WORK TO BE COMPLETED –
Answer these questions from the sermon below:
(a) Who does the sermon name as the patron saint of the parish?
(b) In which two places in the church is the Easter scene shown?
(c) At what moment does Mary Magdalene recognize Jesus?

=== EXCERPT PROVIDED ===

Our reading from the Book of Daniel tells of a time to come. Those who are wise shall shine like the brightness of the sky, and those who lead many to righteousness, like the stars forever and ever.( Daniel 12:3.)
So the people of God will be like stars, each one precious, each one unique.
That we are like stars, that we will be like stars, is a vivid way to declare how each one of us has some great gift inside. This is the gift of who alone you are. For without you– whatever you have achieved or not achieved– without you there would be an empty place at the great feast of life that nobody else could fill.
This was true of Shirley. All of you have gathered here this day because you know deep in your hearts the way it was true of her. Nobody needs to tell you, but you do well to remind each other, as you grieve and as you give thanks and as you recall the memories.
But will that place at the great feast of life that only Shirley could fill– will that place go forever empty now that death has had its way? The apostle Paul, patron saint of this parish, does not think so.
We heard something he wrote about to the Christians at Corinth, something that has given hope to each new Christian generation.( 1 Corinthians 15:51-54)
He calls it a mystery: in his language, something both hidden and exposed. The dead will be raised imperishable; we will be transformed. Our body subject to decay will put on immortality. Death will be no more. Life will reign.
It turns out that we were mistaken. What we took to be life’s banquet, namely the wonderful moments we have known here, were only appetizers before the main event. To enter the grand ball room where the real feasting happens, we must pass through the doorway, and that doorway is death, death that leads to life past our ability to comprehend.
We gather today because Shirley has made that passage, and some day each of us will also. We assemble today, not only in love, but in faith and hope as well.
I have spoken of a sky full of stars and a great ballroom full of joyous guests. Life here and life to come both have these spacious panoramas. But let us not lose track of the single star, the single guest, whether it is Shirley now, or each one of us some time in the future.
We come to the Easter story we heard today from John’s Gospel. And have you noticed? It is presented visually here in this church, not once but twice. A small picture appears over the doors. A large window over the altar. At each location we see in the garden blessed Mary Magdalene surprised by Christ back from the dead. She is the first witness to his resurrection.
Mary Magdalene does not expect to meet him. She grieves his death. She weeps. Only when he speaks her name does she recognize him as Jesus.
Christ comes back from the far side of death not only for all of us, but also for each of us. He addresses this woman in her uniqueness, by her name, her own name, recognizing her as someone he knew well before his death and her bereavement.
In speaking the name of Mary Magdalene, Jesus recognizes the great gift she has to give to the world, the gift of who she alone is, her own way of seeing things, and saying things, and feeling things, that is like nobody else’s.
Jesus does not want her missing from the great banquet of life that he has prepared.
That is the reason he went to the cross and came back from the dead: so that Mary Magdalene would not be missing from the great banquet of life that he has prepared at so great a cost to himself.
But not Mary Magdalene alone, of course. The Lord Jesus comes back from the dead so that no one’s place will be empty at the heavenly festival.
He comes back for Peter and James and John, for Mary and Martha, and those others whose names we know from the New Testament.
Christ comes back as well for Shirley Jane Rogers, for you and for me. He honors the unique gift that each one of us is. He would not have places empty at the great feast of life, both here and hereafter, because no one in all creation could ever take the place of any one of us.
So this is what it means when a service for the dead such as we offer today is recognized for what it is: an Easter liturgy. Christ dies and rises so that there will be no empty places.

=== DATA FOR ANALYSIS ===

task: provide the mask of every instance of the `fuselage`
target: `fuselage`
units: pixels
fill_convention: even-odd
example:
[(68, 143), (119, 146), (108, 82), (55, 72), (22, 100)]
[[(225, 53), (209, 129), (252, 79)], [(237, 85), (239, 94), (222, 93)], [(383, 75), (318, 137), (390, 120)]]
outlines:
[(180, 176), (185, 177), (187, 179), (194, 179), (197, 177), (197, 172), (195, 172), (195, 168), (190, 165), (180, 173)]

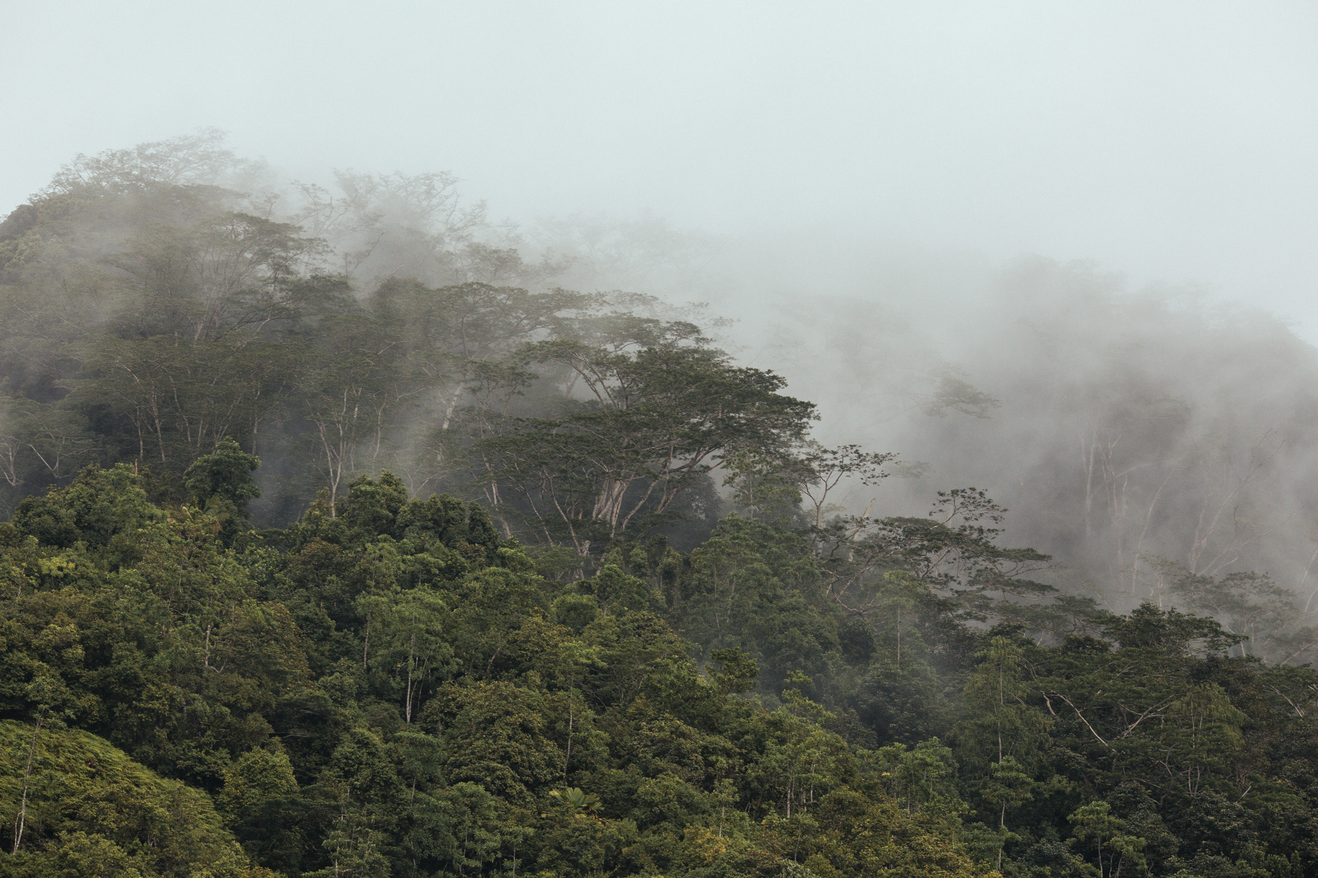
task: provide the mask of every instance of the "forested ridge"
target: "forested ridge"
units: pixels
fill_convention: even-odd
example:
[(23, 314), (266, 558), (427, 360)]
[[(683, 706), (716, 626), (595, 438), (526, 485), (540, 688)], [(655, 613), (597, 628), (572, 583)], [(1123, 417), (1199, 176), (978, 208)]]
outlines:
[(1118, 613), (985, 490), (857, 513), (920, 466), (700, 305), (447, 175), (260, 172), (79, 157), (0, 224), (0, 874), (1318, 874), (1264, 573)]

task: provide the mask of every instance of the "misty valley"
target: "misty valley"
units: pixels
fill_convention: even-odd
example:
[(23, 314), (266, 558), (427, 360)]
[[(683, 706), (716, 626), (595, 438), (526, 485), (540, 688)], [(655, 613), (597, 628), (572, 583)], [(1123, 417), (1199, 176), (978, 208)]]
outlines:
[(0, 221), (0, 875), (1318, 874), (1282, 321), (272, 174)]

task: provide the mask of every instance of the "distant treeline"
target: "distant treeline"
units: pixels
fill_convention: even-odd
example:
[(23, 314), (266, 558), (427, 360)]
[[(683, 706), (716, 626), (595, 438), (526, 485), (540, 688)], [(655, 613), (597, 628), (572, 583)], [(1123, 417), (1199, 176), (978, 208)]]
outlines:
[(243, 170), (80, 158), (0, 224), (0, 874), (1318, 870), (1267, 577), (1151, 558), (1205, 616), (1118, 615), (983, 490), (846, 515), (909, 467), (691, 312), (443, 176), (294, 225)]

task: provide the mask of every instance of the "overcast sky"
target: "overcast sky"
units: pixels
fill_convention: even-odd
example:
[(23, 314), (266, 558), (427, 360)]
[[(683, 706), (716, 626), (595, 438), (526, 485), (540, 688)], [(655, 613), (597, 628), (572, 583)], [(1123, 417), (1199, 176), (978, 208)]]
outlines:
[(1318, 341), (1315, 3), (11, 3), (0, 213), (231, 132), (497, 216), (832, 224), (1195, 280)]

===
=== DATA FOR ANALYSIS ===

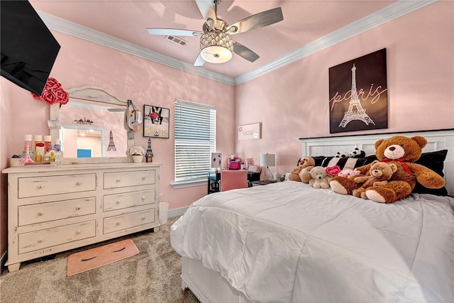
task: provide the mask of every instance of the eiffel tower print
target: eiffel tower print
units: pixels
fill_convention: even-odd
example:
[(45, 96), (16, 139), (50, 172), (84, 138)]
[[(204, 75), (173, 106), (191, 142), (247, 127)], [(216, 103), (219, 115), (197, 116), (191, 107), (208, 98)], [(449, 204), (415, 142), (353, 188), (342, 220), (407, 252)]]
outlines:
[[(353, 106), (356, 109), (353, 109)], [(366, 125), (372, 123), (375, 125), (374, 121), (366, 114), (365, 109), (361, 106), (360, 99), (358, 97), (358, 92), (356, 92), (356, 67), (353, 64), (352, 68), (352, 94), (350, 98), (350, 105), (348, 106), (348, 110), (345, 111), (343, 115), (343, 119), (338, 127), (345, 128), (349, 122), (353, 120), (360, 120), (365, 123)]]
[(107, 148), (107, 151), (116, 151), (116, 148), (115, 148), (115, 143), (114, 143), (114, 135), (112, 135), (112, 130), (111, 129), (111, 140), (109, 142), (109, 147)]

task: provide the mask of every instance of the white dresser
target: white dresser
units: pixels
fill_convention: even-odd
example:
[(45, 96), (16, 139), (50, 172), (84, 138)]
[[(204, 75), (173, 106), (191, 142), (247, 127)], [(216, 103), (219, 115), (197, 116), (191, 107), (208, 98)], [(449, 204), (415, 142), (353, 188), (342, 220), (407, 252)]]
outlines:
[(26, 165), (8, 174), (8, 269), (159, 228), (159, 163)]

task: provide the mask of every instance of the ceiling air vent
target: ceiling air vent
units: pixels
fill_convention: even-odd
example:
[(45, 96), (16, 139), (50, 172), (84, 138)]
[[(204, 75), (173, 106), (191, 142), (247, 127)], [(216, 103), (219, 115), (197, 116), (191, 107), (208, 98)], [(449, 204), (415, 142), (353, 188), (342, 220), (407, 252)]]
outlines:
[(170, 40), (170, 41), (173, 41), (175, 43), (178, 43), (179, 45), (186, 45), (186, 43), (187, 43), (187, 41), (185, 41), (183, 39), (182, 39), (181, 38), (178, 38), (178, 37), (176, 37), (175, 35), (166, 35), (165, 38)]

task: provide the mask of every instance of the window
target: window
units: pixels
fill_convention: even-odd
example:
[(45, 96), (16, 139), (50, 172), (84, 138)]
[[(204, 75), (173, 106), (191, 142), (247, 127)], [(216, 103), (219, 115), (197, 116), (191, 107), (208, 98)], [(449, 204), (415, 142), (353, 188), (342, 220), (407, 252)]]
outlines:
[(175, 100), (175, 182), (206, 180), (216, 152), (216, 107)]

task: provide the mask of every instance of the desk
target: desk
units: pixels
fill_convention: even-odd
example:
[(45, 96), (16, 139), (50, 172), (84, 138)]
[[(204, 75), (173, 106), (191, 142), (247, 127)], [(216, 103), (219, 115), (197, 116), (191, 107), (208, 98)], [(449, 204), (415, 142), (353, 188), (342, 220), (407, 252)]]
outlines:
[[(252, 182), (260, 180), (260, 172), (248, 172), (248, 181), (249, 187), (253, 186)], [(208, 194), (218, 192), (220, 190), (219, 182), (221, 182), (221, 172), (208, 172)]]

===
=== DATA FOR ANALYSIS ===

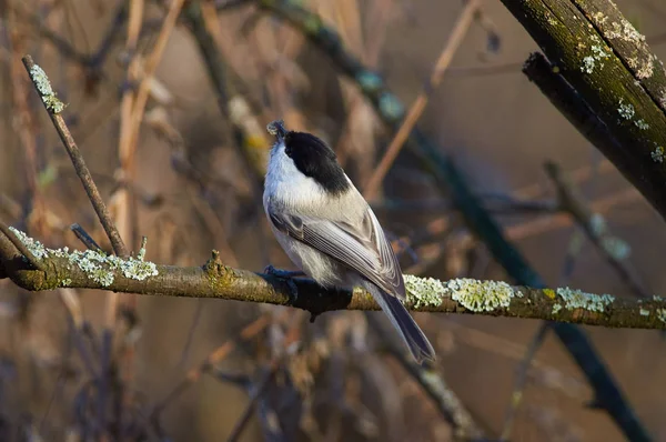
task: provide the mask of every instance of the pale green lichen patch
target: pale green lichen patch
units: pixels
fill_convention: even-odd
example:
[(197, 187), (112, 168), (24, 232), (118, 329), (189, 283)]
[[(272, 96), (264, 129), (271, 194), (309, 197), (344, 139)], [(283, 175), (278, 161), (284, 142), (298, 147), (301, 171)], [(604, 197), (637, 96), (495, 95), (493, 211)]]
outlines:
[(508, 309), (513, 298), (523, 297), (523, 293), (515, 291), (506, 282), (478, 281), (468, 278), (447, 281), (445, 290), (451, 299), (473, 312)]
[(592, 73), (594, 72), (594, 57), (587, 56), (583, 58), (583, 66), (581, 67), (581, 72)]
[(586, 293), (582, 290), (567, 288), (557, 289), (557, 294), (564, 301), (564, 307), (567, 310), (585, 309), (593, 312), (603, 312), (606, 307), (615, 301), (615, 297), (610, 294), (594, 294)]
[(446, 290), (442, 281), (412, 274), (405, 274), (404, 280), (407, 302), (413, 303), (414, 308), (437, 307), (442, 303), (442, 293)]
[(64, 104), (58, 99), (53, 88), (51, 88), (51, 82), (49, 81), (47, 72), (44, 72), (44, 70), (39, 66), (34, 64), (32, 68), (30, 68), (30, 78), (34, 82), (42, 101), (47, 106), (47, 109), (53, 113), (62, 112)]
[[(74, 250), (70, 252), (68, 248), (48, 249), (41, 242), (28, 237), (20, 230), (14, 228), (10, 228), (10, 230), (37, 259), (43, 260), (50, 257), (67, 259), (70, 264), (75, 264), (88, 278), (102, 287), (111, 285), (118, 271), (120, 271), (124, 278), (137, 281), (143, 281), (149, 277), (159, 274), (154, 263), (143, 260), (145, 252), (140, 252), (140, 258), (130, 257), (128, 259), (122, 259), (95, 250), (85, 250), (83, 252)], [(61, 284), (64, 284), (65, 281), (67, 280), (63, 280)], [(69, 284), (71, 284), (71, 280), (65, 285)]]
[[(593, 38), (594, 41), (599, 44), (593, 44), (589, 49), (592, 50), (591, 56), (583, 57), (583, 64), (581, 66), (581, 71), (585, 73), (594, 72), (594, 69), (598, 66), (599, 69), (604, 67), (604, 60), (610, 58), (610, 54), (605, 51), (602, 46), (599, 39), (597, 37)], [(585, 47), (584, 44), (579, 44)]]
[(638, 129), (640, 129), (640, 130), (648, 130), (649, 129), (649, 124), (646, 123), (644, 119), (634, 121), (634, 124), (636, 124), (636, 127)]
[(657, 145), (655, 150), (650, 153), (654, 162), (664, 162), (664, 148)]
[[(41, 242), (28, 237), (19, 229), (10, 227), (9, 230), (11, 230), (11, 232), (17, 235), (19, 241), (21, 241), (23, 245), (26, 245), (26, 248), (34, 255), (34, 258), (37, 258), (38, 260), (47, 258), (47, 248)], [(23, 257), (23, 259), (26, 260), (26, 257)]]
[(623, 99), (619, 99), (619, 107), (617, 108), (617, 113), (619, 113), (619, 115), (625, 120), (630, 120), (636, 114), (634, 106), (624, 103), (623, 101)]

===

EXERCISE OUTPUT –
(a) The apostle Paul.
(b) In a small picture over the doors and in a large window over the altar.
(c) Only when he speaks her name.